## STATED EXERCISE
Copy out, exactly as given, every line from the line with "of the harbor" to the end of the listing, both of those lines included.

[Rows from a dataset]
********

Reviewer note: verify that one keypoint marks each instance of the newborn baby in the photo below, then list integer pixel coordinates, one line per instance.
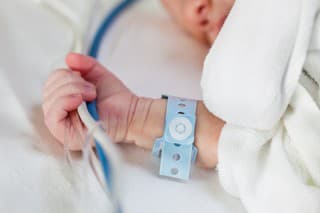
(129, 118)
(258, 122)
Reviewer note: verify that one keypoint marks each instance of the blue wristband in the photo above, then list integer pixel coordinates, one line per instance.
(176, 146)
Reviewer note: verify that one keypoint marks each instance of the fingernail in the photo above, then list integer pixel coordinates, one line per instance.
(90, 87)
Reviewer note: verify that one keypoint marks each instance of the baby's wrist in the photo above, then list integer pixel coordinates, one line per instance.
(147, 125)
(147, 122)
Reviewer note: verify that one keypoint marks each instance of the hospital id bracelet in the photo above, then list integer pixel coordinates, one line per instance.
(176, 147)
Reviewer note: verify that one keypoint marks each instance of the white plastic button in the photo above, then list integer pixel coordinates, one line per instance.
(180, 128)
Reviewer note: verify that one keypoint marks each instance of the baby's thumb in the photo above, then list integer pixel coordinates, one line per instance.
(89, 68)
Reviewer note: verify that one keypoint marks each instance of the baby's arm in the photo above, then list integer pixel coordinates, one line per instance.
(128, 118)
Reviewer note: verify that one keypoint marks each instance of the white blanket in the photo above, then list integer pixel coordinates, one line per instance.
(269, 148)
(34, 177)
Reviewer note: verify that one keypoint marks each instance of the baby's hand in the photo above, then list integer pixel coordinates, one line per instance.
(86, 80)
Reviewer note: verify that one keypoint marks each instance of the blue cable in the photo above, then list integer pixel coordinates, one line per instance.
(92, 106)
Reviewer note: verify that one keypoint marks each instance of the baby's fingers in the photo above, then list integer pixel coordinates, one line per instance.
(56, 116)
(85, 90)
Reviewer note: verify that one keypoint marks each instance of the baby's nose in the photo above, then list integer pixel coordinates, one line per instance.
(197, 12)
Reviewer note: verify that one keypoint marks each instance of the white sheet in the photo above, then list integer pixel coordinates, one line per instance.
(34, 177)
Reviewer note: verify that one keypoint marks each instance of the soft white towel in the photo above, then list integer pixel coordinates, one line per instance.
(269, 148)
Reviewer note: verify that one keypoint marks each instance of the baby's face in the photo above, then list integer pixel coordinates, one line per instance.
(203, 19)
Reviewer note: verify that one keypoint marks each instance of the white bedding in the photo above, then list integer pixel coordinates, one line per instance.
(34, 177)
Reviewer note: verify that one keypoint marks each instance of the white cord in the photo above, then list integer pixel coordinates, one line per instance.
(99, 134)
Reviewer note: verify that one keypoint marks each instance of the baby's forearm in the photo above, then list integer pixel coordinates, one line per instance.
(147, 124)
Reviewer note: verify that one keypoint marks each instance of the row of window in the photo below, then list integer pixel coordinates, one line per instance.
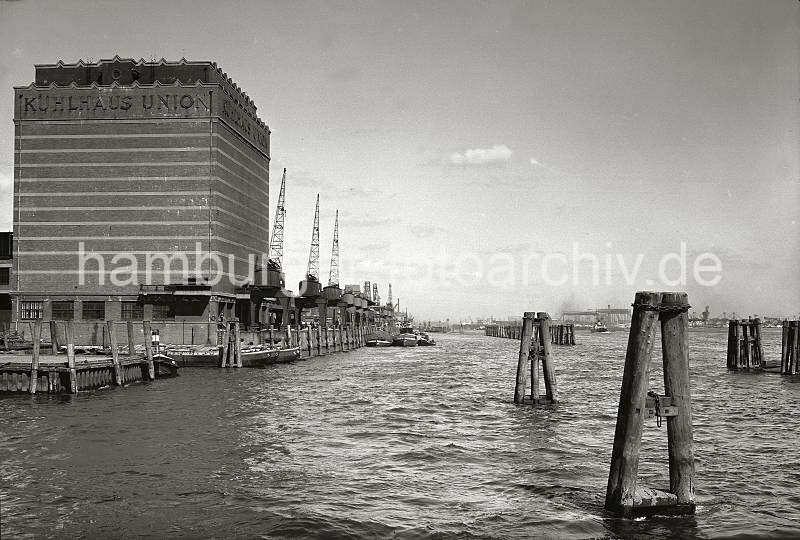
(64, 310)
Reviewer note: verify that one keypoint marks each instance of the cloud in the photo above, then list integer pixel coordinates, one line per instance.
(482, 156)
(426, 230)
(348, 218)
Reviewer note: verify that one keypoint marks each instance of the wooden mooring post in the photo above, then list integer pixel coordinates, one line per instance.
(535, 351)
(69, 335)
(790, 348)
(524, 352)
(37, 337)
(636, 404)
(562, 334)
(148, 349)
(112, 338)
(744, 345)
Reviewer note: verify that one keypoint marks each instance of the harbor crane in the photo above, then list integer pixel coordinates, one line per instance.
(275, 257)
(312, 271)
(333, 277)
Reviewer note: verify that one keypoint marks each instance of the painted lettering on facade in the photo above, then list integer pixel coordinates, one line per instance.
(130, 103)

********

## TASK SOLUTION
Reviewer note: verify that one keypoint marks each instance of the harbor crane in the photo above, then list integer pixel coordinates, one line per instance.
(275, 257)
(312, 271)
(333, 277)
Reviewer note: verify that one keypoint marks each instance of the painted lettering on facade in the photo above, then list integer pixel coordinates, one line per instance.
(130, 103)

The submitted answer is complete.